#### [STATED EXERCISE A]
In the post about framing the kitchen wall, what did the writer make the ceiling template from?
#### [STATED EXERCISE B]
Carry on the post about framing the kitchen wall from its last line.

Well... the wall is WALLED. My whole 2x4 masterpiece is currently standing strong (and still standing several hours later, which is even more encouraging).It took a good chunk of the day into the afternoon for me to finish - but it got the Pack Leader Seal of Approval. The side wall which runs along where the doorway is to the foyer was really pretty easy... the main part of the brain power went into making the angled header. The ceiling in the kitchen has a bunch of funky angles that ALSO contain slopes (not just sharp lines) - so that makes it quite a challenge. But - I was pretty determined to impress the Rich Rich... so I went upstairs in the auditorium to the Great Cardboard Burial Ground and constructed me'self a template. It tore the carboard into smaller lengths and then ran it along the ceiling taping a new piece every time the angle changed. So then I had an accurate plan of the angles to lay out on the floor:
Soooo... then I was able to lay out pieces of two by four scraps like a little jigsaw puzzle and figure out where I had to use a new piece because of an angle change. And - if I kept it all fitting snug in the template it should slot-in all perfect-like. Then I had to face my next major JO JO Challenge (a Jo Jo Challenge is an obstacle which can easily be solved by your average head of arugala... but which causes me consternation.) This involved cutting angles on the Chop Saw - (Chop Saw is NOT something you order at the China Buffet, FYI). Not only did I have to cut the desired angle successfully - I first had to FIGURE OUT the desired angle. I'm sure there is a Bob-Better way to do this than I resorted to (I'll ask him next time he's here) - but I managed pretty well and actually cut the pieces fine with only one or two total mind-farts. The thing that was driving me REALLY nutty was Bob's Chop Saw. It has this lever that you push down to release a handle, and then you turn this handle to whatever degree you want the saw to cut (and the blade follows suit). It's really nice because it allows you to do it to a degree setting OR an eyeball setting (against a pencil line on your wood... or whatever)... but I found this thing SOOOO stubborn. It was really tough to make the thing move either direction and you'd kind of have to manhandle it to get it to start moving it - which made a successful adjustment of one or two degrees really hard. I think I actually screwed up my neck for the next couple of days fighting with the thing. BUT it does a great job - cuts really cleanly - and has a nice safety guard... which is important for those of us who like their fingers. So at the end of the day I said to Rich "That Chop Saw is really cool, but I hate the angle adjustment because it's so impossible to get to move". Rich says:
"Did you unscrew the lock".

#### [RECORDED INFORMATION]

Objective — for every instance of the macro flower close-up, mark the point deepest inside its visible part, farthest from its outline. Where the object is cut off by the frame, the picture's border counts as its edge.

#### [EXERCISE OUTPUT A]
Cardboard, torn into smaller lengths and taped along the ceiling with a new piece wherever the angle changed.

#### [EXERCISE OUTPUT B]
Ah. A lock. Unscrew. Good to know.
Another droplet collected in the Eye Droper of Knowledge from the Vast Ocean of Joel's ignorance.
Anyway - so I put the whole thing together - cut and measured and angled and stuff. And put a handful of screws in JUST to keep it in one piece - because I didn't want to get it up there to see if it fit - and then have to take the WHOLE thing apart again because I'd made some dumb error. And it fit!!! It was a little snug - so I had to take a quarter of an inch off one side (which luckily was just a vertical right-angle section... and then I hammered and screwed the thing together and installed it!!!
And here's one where you can appreciate the entire glorious vista (the other new addition is the section on the right):
Now - here's a Jo Jo handy constructor tip. And this is actually one I did NOT learn from my mistakes on... I anticipated my mistake and DIDN'T do the doofus thing. KEEP YOUR TEMPLATE... because I still have to cover the thing with drywall... So I can use the same template to cut the perfect size plug of drywall to fit up there. :) See - if I'd thrown it out I'd have to template all over again. Every once in a while the noggin kicks into gear.
So - that was a pretty big day and a half-er accomplished. Yay! Rich has been holed up in his office like Bob Crachit toiling away at website designs. We did have a moment of whoo-hoo though when our prototype test-em-out note cards arrived with the new (and blog audience favorite) logo on it.
And we were both really happy with it. It's kind of awesome. It's the drop shadow... for some reason the drop shadow is classy - it actually transcends into class-SAE. But the cards look really cool and modern and awesome... and now we just y'know, need an actual sign that looks half that good - rather than a rusting monster that shoots sparks like an apparatus in a Frankenstein movie. Patience, patience.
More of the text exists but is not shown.